WHAT IS EXPECTED -> In the entries below, find each line with the word "white" and pull it out.

SUPPLIED DATA ->
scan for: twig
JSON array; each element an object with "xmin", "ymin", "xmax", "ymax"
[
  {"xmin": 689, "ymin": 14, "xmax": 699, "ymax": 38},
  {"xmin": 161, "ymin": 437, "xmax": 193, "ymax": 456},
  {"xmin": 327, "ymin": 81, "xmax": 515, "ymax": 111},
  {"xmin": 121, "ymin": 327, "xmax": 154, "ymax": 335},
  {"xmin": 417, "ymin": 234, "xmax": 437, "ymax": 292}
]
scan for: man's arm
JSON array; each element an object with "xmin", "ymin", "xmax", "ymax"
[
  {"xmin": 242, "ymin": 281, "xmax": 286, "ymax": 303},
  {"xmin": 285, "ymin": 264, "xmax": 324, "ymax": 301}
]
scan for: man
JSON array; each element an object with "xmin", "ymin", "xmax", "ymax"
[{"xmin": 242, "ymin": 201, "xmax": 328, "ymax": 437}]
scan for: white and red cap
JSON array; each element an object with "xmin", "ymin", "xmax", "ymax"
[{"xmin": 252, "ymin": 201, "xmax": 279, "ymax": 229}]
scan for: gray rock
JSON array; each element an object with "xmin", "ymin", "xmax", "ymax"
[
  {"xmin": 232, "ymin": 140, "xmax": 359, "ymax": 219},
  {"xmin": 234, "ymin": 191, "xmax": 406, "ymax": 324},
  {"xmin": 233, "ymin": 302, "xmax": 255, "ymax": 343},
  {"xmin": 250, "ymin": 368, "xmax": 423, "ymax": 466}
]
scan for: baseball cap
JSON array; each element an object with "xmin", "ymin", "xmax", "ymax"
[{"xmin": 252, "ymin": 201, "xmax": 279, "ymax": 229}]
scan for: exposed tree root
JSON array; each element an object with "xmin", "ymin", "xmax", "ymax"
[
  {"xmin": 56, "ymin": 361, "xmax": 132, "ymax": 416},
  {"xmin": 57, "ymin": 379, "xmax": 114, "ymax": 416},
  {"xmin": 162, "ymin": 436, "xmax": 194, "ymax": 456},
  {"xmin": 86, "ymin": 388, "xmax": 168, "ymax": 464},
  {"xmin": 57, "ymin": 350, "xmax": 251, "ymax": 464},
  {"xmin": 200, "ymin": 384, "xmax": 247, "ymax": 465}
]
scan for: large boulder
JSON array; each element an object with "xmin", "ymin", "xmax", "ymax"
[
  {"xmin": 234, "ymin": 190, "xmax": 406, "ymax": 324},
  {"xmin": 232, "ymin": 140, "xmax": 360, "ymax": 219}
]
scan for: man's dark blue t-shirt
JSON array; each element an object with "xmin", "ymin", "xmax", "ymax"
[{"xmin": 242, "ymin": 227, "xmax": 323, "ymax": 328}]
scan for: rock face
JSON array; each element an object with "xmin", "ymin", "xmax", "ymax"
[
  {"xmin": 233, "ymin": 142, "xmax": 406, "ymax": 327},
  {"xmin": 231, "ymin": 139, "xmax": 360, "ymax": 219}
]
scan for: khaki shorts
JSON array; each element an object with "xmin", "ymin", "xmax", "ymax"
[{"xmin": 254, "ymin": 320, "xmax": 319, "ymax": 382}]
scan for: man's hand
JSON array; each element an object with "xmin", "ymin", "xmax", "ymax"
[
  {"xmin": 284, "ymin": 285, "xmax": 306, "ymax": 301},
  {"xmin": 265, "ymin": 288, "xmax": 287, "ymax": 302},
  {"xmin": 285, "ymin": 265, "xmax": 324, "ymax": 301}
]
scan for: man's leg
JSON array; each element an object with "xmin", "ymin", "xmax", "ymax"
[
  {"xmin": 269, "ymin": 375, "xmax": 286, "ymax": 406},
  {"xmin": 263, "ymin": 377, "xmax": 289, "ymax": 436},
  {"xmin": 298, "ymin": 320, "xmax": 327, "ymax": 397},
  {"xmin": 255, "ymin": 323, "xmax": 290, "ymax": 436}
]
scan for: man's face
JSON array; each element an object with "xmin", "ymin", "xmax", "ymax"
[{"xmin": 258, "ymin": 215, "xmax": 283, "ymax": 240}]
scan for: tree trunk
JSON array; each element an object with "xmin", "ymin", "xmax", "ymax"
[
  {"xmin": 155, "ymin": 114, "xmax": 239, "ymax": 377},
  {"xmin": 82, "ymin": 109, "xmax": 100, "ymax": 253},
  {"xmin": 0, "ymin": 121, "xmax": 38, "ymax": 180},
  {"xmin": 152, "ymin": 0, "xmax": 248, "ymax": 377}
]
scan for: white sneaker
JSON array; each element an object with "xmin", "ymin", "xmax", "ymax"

RESPONSE TO THIS EXERCISE ->
scan for: white and red cap
scan for: white sneaker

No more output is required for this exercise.